● **Written task**:
Please convert all the material below into a Markdown table with a Row column for the row number and a Text column for the line, leaving out any blank lines.

○ ○ ○

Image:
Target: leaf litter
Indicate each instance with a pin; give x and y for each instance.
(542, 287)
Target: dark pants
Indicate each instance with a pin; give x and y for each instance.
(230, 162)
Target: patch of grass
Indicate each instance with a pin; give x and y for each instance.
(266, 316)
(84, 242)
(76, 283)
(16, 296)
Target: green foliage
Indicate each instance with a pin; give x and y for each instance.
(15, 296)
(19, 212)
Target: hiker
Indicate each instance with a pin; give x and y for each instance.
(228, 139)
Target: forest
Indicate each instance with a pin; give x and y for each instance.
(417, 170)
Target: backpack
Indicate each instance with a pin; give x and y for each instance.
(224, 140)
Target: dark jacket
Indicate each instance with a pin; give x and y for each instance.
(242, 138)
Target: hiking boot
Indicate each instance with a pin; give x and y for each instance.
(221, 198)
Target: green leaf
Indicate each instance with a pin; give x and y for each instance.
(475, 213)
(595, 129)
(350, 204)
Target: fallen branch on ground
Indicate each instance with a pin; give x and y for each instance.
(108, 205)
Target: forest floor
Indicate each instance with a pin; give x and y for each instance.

○ ○ ○

● **Exercise result**:
| Row | Text |
|---|---|
| 1 | Image: |
| 2 | Target: leaf litter |
| 3 | Indicate each instance with a pin; give x and y for each instance. |
| 4 | (542, 287) |
| 5 | Target: dark pants |
| 6 | Indicate each instance with a pin; give x and y for each instance. |
| 7 | (230, 162) |
| 8 | Target: patch of grass |
| 9 | Indicate each instance with a pin; give x and y for each instance. |
| 10 | (266, 316) |
| 11 | (84, 242) |
| 12 | (76, 283) |
| 13 | (16, 296) |
| 14 | Target: green foliage |
| 15 | Indicate each instance with a pin; give x and y for each instance. |
| 16 | (15, 296) |
| 17 | (19, 212) |
| 18 | Target: hiker |
| 19 | Indicate each instance with a pin; give x and y for each instance. |
| 20 | (228, 139) |
| 21 | Target: forest |
| 22 | Indicate each instance with a pin; give x and y for each instance. |
| 23 | (417, 170) |
| 24 | Target: backpack |
| 25 | Indicate each instance with a pin; give x and y for each instance. |
| 26 | (224, 140) |
| 27 | Target: dark jacket |
| 28 | Indicate each instance with a pin; give x and y for each instance. |
| 29 | (242, 138) |
| 30 | Target: hiking boot |
| 31 | Indicate each instance with a pin; give x and y for each instance. |
| 32 | (221, 198) |
| 33 | Target: green leaf |
| 34 | Indicate each instance with a pin; give x and y for each instance. |
| 35 | (475, 213) |
| 36 | (595, 129) |
| 37 | (350, 204) |
| 38 | Target: fallen branch on ground |
| 39 | Indicate each instance with a pin; give x and y for each instance. |
| 40 | (108, 205) |
| 41 | Target: forest floor |
| 42 | Indicate each instance with a pin; give x and y for each instance. |